Please copy out, without any change, everything in the records below from the line containing "Target: windshield wiper" down to the last line of the records, both included.

Data extract.
━━━━━━━━

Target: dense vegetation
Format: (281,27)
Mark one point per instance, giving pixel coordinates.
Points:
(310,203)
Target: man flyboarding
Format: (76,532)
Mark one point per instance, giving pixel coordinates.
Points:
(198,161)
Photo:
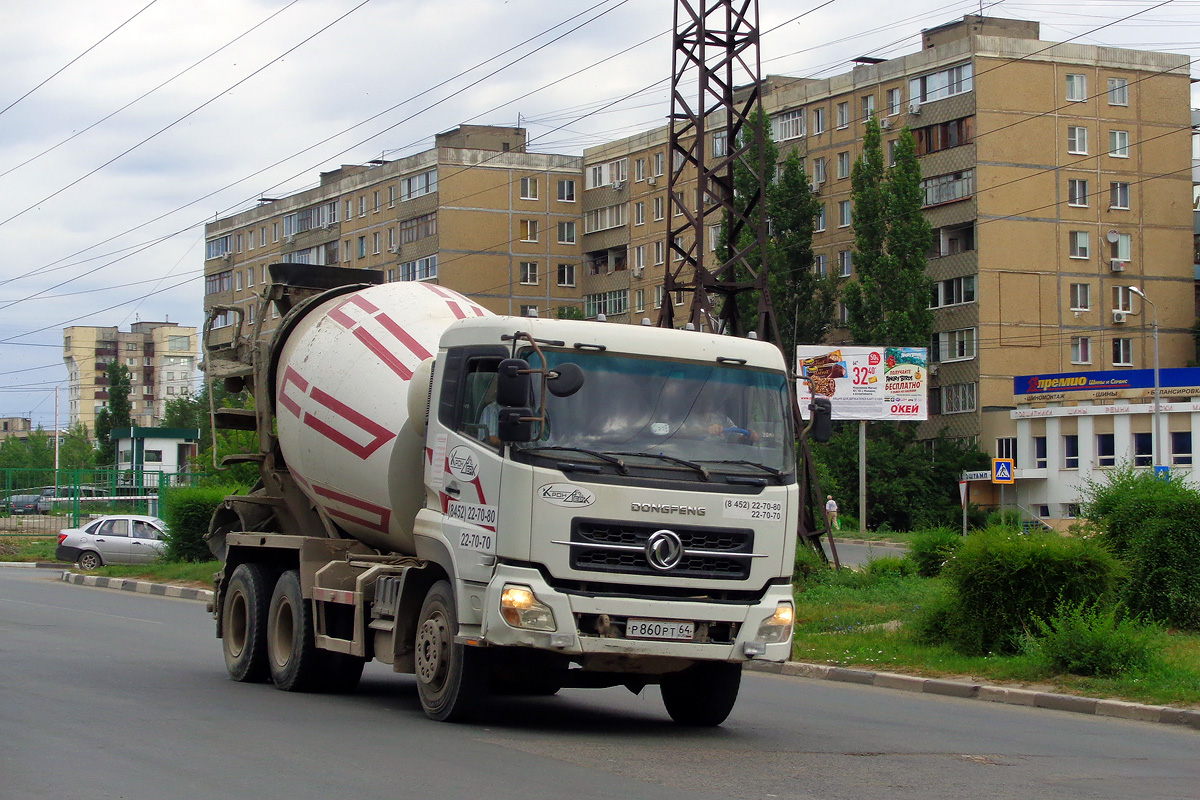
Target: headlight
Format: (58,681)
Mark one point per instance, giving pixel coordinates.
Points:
(778,626)
(521,608)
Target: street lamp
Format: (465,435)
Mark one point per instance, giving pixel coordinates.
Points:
(1156,438)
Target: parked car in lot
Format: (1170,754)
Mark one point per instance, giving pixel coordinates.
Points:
(22,504)
(115,539)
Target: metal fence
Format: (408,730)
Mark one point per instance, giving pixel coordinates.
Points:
(43,501)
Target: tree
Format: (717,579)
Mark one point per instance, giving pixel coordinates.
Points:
(888,300)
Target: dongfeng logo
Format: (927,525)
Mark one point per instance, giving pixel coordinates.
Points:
(462,463)
(567,495)
(664,549)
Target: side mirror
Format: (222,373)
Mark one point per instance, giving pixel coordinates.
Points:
(565,379)
(821,429)
(511,427)
(513,383)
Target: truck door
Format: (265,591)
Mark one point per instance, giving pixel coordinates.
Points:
(471,475)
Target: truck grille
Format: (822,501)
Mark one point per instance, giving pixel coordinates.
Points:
(621,547)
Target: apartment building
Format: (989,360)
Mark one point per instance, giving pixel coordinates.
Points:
(477,214)
(161,358)
(1056,179)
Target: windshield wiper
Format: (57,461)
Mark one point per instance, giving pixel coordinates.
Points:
(771,470)
(689,464)
(618,463)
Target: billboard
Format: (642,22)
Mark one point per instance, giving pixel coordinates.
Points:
(865,383)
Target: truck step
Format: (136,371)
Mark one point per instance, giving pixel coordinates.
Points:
(235,419)
(243,458)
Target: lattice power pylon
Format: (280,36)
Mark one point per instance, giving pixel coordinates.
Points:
(715,52)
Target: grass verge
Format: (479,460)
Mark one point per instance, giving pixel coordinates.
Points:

━━━━━━━━

Answer below.
Target: windshield wiper
Format: (57,461)
Mark one point per instance, giving pixel coordinates.
Points:
(771,470)
(689,464)
(618,463)
Target: billboard
Format: (642,22)
Mark one point per instance, giving pixel coordinates.
Points:
(865,383)
Target: truck step
Format: (136,371)
Mark one point per instance, giving pixel coordinates.
Points:
(235,419)
(243,458)
Target: lattice power pylon
Format: (280,36)
Mark one point per instance, giving pixel coordinates.
Points:
(715,52)
Target: grass verge
Format: (479,460)
Mark one point per instance, giving pixel coordinates.
Points:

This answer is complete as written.